**** TEXT TO READ ****

Refactor TCPServer and HTTPServer to support TLS NPN #533

Closed
wants to merge 1 commit into
from

Conversation

Projects
None yet
2 participants
Contributor

alekstorm commented Jun 8, 2012

  • TLS NPN means that one of many protocols can be selected after a TCP connection is established. A layer of indirection was added to TCPServer to allow it to delegate handling of a TCP connection to whichever protocol handler was negotiated. If the npn_protocols parameter (a list of (name, handler) tuples in order of preference) was passed to the constructor, the connection is over TLS, and NPN succeeded, the handler for the chosen name will be called. Otherwise, the protocol constructor parameter will be called. For example, SPDYServer is essentially:
  class SPDYServer(TCPServer):
      def __init__(self, request_callback):
          http_protocol = HTTPServerProtocol(request_callback)
          TCPServer.__init__(self, http_protocol,
              npn_protocols=[
                  ('spdy/2', SPDYServerProtocol(request_callback)),
                  ('http/1.1', http_protocol)])
  • TCPServer was moved from netutil to its own module, tcpserver.
  • Since utilizing NPN support in Python 3.3 requires the ssl.SSLContext class, which isn't available in Python 2.x, the wrap_socket() top-level function was added to netutil to abstract away these details. In addition, the SUPPORTS_NPN constant was added as a convenience for determining if the system supported NPN.
  • Previously, web.RequestHandler formatted the HTTP response itself and wrote it directly to the IOStream. This responsibility has been moved to the HTTPRequest.connection object, which must provide the write_preamble() and write() methods - the former writes the response status line and headers, while the latter writes a chunk of the response body.
  • Although IOStream.connect() already takes a callback parameter, in SSLIOStream it's not called until the SSL handshake is completed (which contains TLS NPN) - and TCPServer, which doesn't call connect(), won't know which protocol handler to execute until that happens. To fix this, a set_connect_callback method was added to IOStream.
  • Snippets that conditionally imported BytesIO and ssl were moved into util and netutil, respectively. These symbols are now imported from there.

**** ENTRIES SHOWN ****

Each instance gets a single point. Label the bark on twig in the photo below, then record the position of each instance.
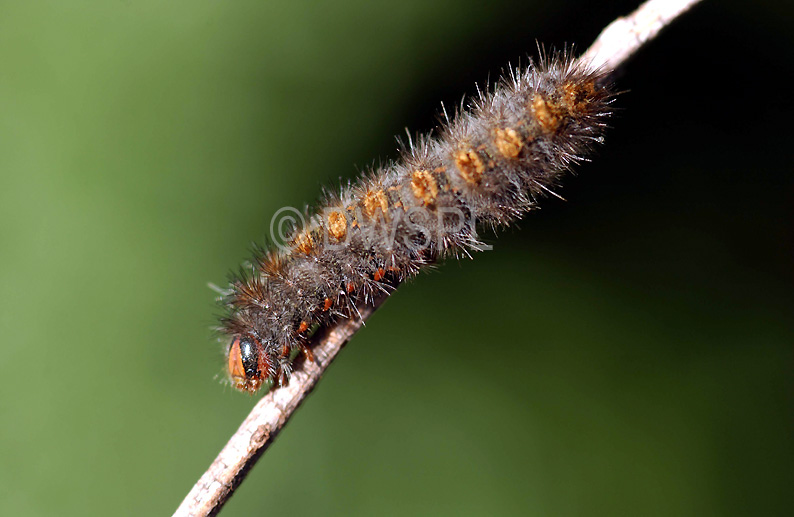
(619, 41)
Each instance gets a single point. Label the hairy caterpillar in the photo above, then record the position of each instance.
(488, 166)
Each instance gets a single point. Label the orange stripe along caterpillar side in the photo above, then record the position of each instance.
(488, 166)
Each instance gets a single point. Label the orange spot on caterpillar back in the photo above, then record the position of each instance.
(424, 186)
(337, 225)
(374, 200)
(236, 370)
(470, 166)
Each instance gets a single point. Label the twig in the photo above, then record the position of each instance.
(621, 39)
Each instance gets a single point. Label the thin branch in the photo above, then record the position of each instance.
(619, 41)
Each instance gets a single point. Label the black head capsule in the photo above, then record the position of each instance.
(248, 363)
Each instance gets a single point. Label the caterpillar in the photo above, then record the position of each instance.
(488, 165)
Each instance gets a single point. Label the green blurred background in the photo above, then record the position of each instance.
(628, 352)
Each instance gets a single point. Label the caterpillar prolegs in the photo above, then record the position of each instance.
(488, 165)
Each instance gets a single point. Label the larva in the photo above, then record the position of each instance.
(488, 165)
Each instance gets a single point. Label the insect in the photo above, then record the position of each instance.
(488, 166)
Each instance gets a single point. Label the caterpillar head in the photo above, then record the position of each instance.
(248, 363)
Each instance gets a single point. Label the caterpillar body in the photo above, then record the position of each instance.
(488, 166)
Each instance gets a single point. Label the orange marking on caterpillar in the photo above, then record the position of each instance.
(470, 166)
(374, 200)
(304, 243)
(425, 187)
(337, 225)
(508, 142)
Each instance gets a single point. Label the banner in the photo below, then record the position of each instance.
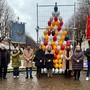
(88, 28)
(18, 32)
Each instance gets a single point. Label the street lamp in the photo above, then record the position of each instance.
(73, 38)
(37, 30)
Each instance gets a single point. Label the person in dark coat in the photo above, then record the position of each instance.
(87, 53)
(49, 56)
(4, 61)
(67, 61)
(39, 60)
(77, 60)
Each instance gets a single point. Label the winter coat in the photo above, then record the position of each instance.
(87, 53)
(16, 60)
(70, 60)
(4, 58)
(39, 55)
(78, 55)
(49, 56)
(28, 55)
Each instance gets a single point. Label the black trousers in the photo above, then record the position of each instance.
(38, 71)
(77, 74)
(3, 72)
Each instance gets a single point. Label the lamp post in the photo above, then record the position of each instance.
(73, 38)
(37, 30)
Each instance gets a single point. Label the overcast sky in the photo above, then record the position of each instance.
(26, 10)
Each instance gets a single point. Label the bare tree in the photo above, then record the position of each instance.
(80, 19)
(6, 16)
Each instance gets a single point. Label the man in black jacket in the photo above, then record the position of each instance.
(87, 53)
(39, 60)
(4, 61)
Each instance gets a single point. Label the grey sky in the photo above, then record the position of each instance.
(26, 10)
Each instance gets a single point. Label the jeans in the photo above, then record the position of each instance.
(16, 71)
(3, 72)
(88, 71)
(28, 71)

****

> [SET TASKS]
1 - According to the refactoring notes, which module was TCPServer moved into?
2 - Copy the refactoring notes word for word from "Conversation" to "http_protocol = HTTPServerProtocol(request_callback)".
Use only the refactoring notes as your source.

> [CORRECT ANSWERS]
1 - Its own module, tcpserver.

2 -
Conversation

Projects
None yet
2 participants
Contributor

alekstorm commented Jun 8, 2012

  • TLS NPN means that one of many protocols can be selected after a TCP connection is established. A layer of indirection was added to TCPServer to allow it to delegate handling of a TCP connection to whichever protocol handler was negotiated. If the npn_protocols parameter (a list of (name, handler) tuples in order of preference) was passed to the constructor, the connection is over TLS, and NPN succeeded, the handler for the chosen name will be called. Otherwise, the protocol constructor parameter will be called. For example, SPDYServer is essentially:
  class SPDYServer(TCPServer):
      def __init__(self, request_callback):
          http_protocol = HTTPServerProtocol(request_callback)